#### DATA EXCERPTS
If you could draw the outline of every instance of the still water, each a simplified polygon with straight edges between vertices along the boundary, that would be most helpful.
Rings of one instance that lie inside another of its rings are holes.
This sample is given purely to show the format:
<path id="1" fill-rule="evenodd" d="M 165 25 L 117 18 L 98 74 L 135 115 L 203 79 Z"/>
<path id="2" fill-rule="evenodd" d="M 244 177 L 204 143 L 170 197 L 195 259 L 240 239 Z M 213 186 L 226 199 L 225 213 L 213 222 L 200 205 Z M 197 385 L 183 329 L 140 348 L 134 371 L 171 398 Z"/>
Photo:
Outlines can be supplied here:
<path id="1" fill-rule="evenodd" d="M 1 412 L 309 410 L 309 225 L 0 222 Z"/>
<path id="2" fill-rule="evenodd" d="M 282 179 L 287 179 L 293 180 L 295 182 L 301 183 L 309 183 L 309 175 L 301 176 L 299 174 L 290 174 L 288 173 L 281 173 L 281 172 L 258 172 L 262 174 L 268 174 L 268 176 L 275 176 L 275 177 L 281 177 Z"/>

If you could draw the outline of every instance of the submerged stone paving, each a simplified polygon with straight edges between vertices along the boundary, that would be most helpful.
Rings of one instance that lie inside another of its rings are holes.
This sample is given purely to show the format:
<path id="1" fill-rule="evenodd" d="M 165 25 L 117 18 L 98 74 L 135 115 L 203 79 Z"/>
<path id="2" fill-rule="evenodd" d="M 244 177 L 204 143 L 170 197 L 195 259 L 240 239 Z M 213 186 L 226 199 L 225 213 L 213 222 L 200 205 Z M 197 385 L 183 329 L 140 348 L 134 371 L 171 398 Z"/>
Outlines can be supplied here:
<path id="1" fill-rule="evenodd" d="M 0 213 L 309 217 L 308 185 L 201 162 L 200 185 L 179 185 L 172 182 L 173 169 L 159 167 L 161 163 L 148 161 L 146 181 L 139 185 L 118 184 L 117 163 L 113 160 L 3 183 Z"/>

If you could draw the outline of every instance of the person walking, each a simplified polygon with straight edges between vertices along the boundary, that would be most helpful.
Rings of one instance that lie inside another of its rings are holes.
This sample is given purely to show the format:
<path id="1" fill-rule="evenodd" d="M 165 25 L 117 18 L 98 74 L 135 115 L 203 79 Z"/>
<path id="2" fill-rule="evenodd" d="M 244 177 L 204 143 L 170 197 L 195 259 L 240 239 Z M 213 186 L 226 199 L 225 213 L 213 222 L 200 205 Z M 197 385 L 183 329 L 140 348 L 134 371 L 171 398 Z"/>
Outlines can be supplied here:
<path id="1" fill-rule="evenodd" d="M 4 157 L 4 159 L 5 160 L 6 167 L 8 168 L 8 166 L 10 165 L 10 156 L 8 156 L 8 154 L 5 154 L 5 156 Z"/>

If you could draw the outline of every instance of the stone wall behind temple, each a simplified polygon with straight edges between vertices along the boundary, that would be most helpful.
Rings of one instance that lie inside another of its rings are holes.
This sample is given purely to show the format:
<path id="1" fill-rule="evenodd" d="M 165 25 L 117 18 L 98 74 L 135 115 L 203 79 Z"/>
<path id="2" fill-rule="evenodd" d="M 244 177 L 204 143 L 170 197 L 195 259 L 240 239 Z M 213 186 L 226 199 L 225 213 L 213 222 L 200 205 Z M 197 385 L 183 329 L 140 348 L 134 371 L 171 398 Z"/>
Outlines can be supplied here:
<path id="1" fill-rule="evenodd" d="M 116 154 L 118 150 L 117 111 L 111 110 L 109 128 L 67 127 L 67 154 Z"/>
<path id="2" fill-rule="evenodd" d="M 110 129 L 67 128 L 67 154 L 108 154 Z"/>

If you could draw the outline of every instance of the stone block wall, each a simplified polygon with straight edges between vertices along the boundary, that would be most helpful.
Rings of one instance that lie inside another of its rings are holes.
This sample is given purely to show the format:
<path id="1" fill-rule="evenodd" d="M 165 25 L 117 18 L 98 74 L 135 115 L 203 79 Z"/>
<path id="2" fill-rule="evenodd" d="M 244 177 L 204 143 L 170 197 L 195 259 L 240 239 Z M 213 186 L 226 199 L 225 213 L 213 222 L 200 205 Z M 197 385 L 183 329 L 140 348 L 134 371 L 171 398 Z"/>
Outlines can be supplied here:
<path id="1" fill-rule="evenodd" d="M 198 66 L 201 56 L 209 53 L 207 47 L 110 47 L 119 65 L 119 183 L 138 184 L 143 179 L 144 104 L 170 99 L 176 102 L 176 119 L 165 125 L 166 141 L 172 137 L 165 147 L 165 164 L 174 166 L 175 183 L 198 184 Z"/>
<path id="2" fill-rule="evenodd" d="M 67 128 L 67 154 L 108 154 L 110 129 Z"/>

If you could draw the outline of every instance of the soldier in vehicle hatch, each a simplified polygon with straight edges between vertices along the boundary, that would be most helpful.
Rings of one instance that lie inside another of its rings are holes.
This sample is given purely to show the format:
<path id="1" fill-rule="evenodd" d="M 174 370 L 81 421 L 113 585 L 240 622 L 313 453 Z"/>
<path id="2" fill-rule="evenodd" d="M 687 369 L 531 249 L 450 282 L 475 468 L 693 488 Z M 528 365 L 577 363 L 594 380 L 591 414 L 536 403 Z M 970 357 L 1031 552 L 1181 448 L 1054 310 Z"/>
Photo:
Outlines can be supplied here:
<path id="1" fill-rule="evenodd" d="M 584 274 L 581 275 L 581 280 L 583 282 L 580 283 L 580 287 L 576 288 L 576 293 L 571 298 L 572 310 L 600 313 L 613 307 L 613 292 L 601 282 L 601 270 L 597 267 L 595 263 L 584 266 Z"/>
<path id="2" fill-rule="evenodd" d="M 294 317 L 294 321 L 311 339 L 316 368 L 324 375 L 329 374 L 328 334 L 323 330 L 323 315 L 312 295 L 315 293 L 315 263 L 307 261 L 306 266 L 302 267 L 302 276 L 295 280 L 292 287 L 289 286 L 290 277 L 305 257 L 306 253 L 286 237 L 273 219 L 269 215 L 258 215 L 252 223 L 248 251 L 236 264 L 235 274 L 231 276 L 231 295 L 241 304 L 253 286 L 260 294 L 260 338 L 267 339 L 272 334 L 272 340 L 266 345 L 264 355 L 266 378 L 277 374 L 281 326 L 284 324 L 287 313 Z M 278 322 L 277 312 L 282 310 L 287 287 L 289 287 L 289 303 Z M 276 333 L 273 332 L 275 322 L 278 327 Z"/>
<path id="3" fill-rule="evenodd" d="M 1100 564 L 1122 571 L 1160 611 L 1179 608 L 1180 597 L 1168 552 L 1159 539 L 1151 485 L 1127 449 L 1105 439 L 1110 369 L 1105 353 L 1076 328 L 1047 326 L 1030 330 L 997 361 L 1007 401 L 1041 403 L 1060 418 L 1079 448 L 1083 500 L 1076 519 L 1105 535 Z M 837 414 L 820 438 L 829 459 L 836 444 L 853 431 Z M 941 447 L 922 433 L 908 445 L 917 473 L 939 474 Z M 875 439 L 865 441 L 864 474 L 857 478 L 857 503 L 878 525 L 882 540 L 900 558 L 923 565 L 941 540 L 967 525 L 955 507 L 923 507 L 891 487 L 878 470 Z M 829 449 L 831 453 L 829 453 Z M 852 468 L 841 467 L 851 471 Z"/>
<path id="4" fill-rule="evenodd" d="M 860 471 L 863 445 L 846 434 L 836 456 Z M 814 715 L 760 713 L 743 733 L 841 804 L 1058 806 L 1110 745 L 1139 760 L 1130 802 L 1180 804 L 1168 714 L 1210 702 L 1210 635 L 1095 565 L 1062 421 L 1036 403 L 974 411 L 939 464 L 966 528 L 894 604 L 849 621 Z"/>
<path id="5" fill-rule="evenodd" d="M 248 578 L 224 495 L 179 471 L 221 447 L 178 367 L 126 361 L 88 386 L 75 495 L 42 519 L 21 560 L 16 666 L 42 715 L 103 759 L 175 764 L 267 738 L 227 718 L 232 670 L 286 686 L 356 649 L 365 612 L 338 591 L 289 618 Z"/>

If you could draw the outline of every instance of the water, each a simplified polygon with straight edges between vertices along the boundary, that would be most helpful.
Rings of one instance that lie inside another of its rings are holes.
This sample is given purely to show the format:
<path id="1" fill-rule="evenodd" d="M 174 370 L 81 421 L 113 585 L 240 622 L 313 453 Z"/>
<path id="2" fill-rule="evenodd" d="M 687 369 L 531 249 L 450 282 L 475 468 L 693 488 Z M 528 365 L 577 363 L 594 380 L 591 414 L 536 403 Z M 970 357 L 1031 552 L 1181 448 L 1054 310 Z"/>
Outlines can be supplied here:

#### DIRECTIVE
Copy out each line above in which the word "water" appears.

#### EXERCISE RESPONSE
If you could draw the outline of every instance of the still water, each a simplified polygon with straight edges between vertices along the boundary, that would be most helpful.
If you could draw the outline of every instance of the water, each a simplified polygon with straight edges between vertices along the boundary, that would be most helpful.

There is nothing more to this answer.